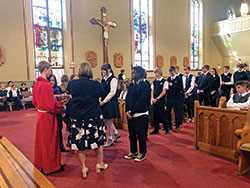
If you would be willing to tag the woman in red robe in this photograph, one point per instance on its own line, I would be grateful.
(47, 144)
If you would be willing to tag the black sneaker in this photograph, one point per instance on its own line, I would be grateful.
(166, 132)
(177, 130)
(154, 132)
(130, 156)
(140, 158)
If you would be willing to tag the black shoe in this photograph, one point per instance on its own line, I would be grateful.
(166, 132)
(177, 130)
(140, 158)
(154, 132)
(68, 144)
(57, 171)
(64, 150)
(130, 156)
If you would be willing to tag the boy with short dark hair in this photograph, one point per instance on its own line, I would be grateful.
(226, 81)
(174, 98)
(23, 87)
(239, 75)
(204, 87)
(159, 88)
(241, 99)
(189, 92)
(137, 110)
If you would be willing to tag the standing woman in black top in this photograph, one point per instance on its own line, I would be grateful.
(215, 87)
(109, 103)
(88, 132)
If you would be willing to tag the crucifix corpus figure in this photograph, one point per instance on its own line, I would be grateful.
(105, 31)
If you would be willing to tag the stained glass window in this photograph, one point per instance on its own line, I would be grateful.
(143, 37)
(48, 31)
(196, 56)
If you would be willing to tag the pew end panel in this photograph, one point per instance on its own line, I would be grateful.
(18, 170)
(223, 102)
(215, 128)
(243, 147)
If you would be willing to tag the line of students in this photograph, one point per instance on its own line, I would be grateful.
(179, 92)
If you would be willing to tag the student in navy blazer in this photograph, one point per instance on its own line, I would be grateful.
(204, 86)
(174, 99)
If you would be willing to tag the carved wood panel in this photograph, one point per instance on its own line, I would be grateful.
(159, 61)
(215, 128)
(118, 59)
(91, 58)
(186, 62)
(173, 61)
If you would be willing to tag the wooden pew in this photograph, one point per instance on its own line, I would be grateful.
(17, 171)
(243, 147)
(215, 128)
(223, 102)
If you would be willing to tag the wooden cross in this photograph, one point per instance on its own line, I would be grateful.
(105, 31)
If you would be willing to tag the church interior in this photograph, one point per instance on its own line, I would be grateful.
(212, 149)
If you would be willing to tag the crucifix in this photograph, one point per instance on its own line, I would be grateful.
(105, 31)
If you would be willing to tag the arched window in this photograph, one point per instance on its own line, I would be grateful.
(196, 52)
(143, 33)
(48, 32)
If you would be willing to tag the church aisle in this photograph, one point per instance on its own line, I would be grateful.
(171, 161)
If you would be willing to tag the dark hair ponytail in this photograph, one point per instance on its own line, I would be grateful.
(106, 67)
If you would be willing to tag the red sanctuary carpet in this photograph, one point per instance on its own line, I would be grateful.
(171, 161)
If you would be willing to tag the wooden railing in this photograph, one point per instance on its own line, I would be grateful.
(243, 147)
(215, 128)
(121, 122)
(16, 170)
(231, 26)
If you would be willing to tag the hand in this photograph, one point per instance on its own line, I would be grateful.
(154, 101)
(129, 116)
(101, 103)
(65, 101)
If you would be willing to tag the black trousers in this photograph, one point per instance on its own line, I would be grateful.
(189, 102)
(204, 97)
(177, 105)
(136, 129)
(159, 116)
(226, 93)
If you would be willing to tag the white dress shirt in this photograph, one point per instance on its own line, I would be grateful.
(192, 83)
(165, 85)
(227, 83)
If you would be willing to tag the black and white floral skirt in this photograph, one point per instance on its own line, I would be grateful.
(87, 133)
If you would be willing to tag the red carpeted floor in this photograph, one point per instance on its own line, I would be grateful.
(171, 161)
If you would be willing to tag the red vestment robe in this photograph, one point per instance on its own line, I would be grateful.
(47, 144)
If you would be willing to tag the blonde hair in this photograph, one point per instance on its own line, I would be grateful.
(158, 70)
(64, 82)
(43, 65)
(85, 70)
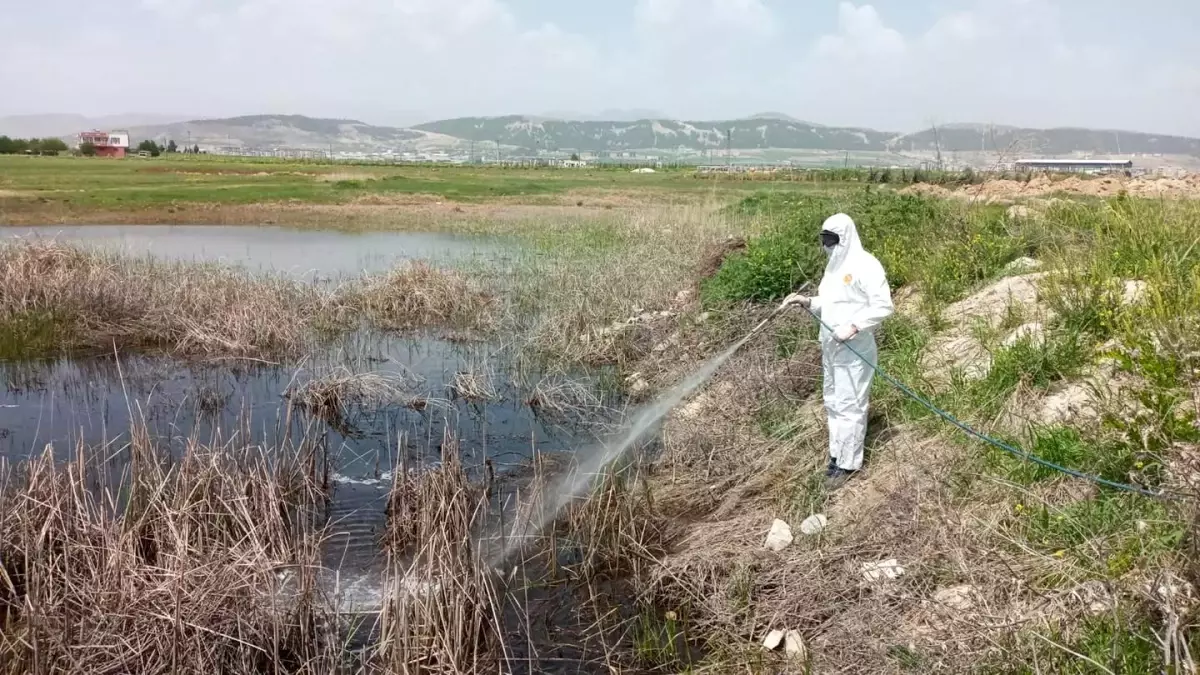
- - -
WHAT IS REQUIRED
Count the lines in the data above that contain the word "white", and reply with only that number.

EXERCISE RESPONSE
2